And you are wrong about whether DEF CON will be a hold-out of sexism. It might
be the last holdout, but if and when gender equality becomes widespread across
the US technical community, it's easy to see that no sexism could holdout in
any popular venue. At the very least, the sponsors would run away.

Finally, this:

> The idea that a woman could write an article like this with no idea that
> occasionally a drunken man will make a pass at them is preposterous.
> Therefore I can only assume it's written specifically to start a kind of
> cultural flame war with the intent being to bring more attention and
> resources to their organization's cause.

That is quite the accusation, with not even the flimsiest of supporting
evidence.

------
rdl
I didn't notice any sexual harassment this year at either BSidesLV (where I
was on the security team both days, and where one of the main organizers is a
woman) or at Defcon (although the in-your-face Chippendales posters all over
the hotel were annoying). Nor at HOPE. Other than at Bsides, I wasn't actively
seeking out bad behavior either, but it wasn't in-your-face if it did exist.

§ **Collected material**

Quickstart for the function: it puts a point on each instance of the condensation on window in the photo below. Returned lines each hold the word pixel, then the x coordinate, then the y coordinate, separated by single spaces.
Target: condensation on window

§ **Task set**
1: In the forum thread, set down the passage from "And you are" to "would run away.".
2: Answer these questions from the forum thread:
(a) Who, at the very least, would run away if sexism held out at a popular venue?
(b) At which event was rdl on the security team both days?
(c) What did rdl find annoying all over the hotel at Defcon?

§ **Answers in order**
1:
And you are wrong about whether DEF CON will be a hold-out of sexism. It might
be the last holdout, but if and when gender equality becomes widespread across
the US technical community, it's easy to see that no sexism could holdout in
any popular venue. At the very least, the sponsors would run away.

2:
(a) The sponsors.
(b) BSidesLV.
(c) The in-your-face Chippendales posters.